**Passage provided:**
⟨

The weather continues to confuse. One moment it is sunny, then cloudy, then hazy, a sudden downpour, humid, cool.
No, I’m lying.
We have had some changeable weather that Toni has described as ‘awful’, but all I have to do is translate it into British terms of weather and I find that I am more than satisfied with what we are getting. Yes, to be fair, it is not entirely cloudless skies and unmitigated sunshine, but I have to realize that I have been driven indoors because I am glistening with sweat and it is perhaps a little too hot. The third floor study is relatively cooler and, even if the fan doesn’t create cool air, it at least moves it around a little.
The ‘unsettled’ weather has also destroyed The Stain. I had great hopes that the slash of fading red from the broken bottle of cheap wine would be something that could have lasted through the rest of the summer, but two sharp torrential downpours seem to have consigned my gestural piece of land art to evaporation and the gutter.

⟩

Picture annotation records:

⟨

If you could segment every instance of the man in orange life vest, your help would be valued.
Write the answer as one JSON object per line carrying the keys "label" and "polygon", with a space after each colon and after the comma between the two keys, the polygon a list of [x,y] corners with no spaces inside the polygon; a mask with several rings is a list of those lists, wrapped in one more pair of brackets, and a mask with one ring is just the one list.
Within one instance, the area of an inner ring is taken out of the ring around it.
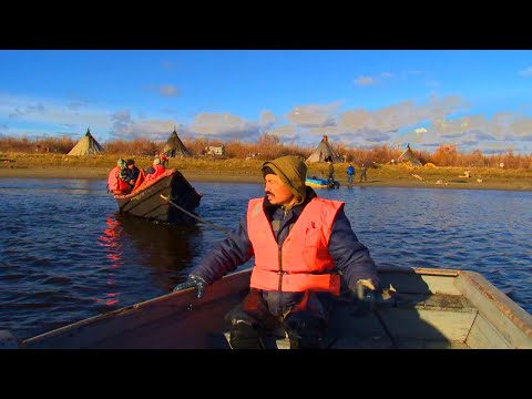
{"label": "man in orange life vest", "polygon": [[[375,262],[355,235],[344,203],[305,185],[300,157],[262,166],[265,197],[253,198],[236,231],[218,243],[174,291],[205,287],[255,256],[250,291],[226,319],[233,348],[263,348],[260,335],[283,326],[290,348],[321,348],[330,299],[341,283],[378,287]],[[341,276],[340,276],[341,274]],[[345,287],[345,286],[344,286]]]}
{"label": "man in orange life vest", "polygon": [[130,177],[125,161],[120,158],[108,176],[108,190],[115,195],[127,194],[131,191]]}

⟩

**What is required:** Copy the passage about the weather from "No, I’m lying." through "and the gutter.", replacing "cheap wine" with "cheap beer".

**Solution to this exercise:**
No, I’m lying.
We have had some changeable weather that Toni has described as ‘awful’, but all I have to do is translate it into British terms of weather and I find that I am more than satisfied with what we are getting. Yes, to be fair, it is not entirely cloudless skies and unmitigated sunshine, but I have to realize that I have been driven indoors because I am glistening with sweat and it is perhaps a little too hot. The third floor study is relatively cooler and, even if the fan doesn’t create cool air, it at least moves it around a little.
The ‘unsettled’ weather has also destroyed The Stain. I had great hopes that the slash of fading red from the broken bottle of cheap beer would be something that could have lasted through the rest of the summer, but two sharp torrential downpours seem to have consigned my gestural piece of land art to evaporation and the gutter.